** Text block follows **
Big cat sighting reported to police, but chief says evidence is lacking
By Brian Nearing
Wednesday, October 22, 2014
Social media sites lit up Wednesday after a small police department in Washington County posted an unconfirmed report that residents had spotted a mountain lion on a village street and in a nearby cemetery.
But that did not stop people from commenting on the police department's Facebook page that gave notice of the sightings, with some saying that they had seen mountain lions before, while others dismissed such accounts as mistakes. The state Department of Environmental Conservation has long maintained that there are no breeding populations of the big cats in the state, but that isolated cases of released pets or young male cats passing through areas in search of mates and territory are possible.
"I wanted to err on the side of caution," Bell said. "It is unlikely, but a possibility. What if someone is walking around and comes across it?" He also said he did not want to encourage residents to take up arms in a search-and-destroy effort against wildlife.
Bell said his office had received sighting reports last year in that same area of the village that led to suspicious tracks. Upon examination by DEC, they turned out to be from a bobcat, a native cat that is much smaller than a mountain lion. And so far in that part of northern Washington County, which contains many farms with cattle and other livestock, there have been no reports of animals being devoured by mysterious large predators, Bell said.
Mountain lion sightings are not uncommon, but DEC will only investigate reports where physical evidence such as tracks, scat or hair exist, or when a captive animal has been reported to have escaped, according to the DEC website.
** End of Text block **
** Excerpted records follows **
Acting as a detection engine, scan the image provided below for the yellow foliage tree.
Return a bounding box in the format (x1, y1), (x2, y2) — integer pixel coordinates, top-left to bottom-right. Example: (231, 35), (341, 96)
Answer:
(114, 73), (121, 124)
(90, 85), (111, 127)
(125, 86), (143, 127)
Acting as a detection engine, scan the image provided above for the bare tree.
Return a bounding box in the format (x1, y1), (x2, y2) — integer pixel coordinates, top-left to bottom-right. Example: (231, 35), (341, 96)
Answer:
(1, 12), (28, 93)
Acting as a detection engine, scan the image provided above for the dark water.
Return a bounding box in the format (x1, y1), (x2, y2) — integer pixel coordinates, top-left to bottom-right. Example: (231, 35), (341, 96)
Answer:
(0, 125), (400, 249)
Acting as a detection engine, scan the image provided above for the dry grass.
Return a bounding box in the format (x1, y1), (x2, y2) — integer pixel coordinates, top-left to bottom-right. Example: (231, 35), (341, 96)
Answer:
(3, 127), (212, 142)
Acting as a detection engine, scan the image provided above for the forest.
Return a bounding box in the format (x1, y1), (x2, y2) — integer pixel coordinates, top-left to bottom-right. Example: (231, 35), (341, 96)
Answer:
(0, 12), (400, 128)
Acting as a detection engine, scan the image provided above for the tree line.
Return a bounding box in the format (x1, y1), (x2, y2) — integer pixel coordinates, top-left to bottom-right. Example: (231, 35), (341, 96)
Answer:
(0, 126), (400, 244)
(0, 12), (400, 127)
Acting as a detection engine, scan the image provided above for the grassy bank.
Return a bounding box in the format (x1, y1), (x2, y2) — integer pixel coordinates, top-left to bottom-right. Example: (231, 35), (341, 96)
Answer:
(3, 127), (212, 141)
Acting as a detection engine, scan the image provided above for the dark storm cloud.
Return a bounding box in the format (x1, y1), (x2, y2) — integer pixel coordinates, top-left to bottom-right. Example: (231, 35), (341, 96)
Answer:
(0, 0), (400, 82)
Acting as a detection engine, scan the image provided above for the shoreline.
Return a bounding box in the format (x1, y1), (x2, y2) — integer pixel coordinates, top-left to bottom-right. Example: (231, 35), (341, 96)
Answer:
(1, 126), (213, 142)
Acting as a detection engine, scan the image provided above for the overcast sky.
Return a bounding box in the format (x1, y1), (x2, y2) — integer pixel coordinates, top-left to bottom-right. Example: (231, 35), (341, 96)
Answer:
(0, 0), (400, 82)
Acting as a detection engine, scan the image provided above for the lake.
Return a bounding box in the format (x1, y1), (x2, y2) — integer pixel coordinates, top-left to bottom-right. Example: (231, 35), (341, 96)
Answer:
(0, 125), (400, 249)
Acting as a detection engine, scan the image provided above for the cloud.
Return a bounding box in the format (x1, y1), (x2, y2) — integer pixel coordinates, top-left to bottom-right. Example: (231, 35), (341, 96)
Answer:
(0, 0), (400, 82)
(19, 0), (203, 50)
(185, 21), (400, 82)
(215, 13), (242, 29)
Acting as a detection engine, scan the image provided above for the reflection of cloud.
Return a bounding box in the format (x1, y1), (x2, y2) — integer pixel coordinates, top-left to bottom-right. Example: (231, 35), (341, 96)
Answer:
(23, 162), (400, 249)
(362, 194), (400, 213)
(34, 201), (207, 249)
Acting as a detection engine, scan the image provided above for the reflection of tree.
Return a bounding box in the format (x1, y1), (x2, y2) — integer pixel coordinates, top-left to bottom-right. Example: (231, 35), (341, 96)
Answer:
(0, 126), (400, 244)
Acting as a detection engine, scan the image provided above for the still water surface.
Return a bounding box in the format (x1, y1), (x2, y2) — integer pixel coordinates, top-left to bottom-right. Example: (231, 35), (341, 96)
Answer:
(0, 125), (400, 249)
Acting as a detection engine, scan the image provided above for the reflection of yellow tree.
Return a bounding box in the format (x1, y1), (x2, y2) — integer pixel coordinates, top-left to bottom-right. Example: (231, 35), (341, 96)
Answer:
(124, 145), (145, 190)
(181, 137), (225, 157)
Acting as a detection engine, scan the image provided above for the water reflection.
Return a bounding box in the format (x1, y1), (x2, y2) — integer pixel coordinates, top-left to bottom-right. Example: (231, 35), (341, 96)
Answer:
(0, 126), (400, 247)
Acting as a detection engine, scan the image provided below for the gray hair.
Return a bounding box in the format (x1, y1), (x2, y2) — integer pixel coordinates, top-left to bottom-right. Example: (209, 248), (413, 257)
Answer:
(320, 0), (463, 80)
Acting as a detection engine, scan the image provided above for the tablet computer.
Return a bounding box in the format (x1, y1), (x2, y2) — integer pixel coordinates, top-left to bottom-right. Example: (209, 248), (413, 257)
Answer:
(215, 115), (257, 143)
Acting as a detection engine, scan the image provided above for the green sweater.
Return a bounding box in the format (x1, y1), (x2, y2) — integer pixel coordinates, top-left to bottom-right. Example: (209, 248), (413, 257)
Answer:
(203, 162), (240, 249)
** End of Excerpted records **
Copy the stretch of the big cat sighting article from "Bell said his" through "predators, Bell said.", renaming "bobcat" as "lynx". These rows have nothing to do with the big cat sighting article.

Exercise result |
Bell said his office had received sighting reports last year in that same area of the village that led to suspicious tracks. Upon examination by DEC, they turned out to be from a lynx, a native cat that is much smaller than a mountain lion. And so far in that part of northern Washington County, which contains many farms with cattle and other livestock, there have been no reports of animals being devoured by mysterious large predators, Bell said.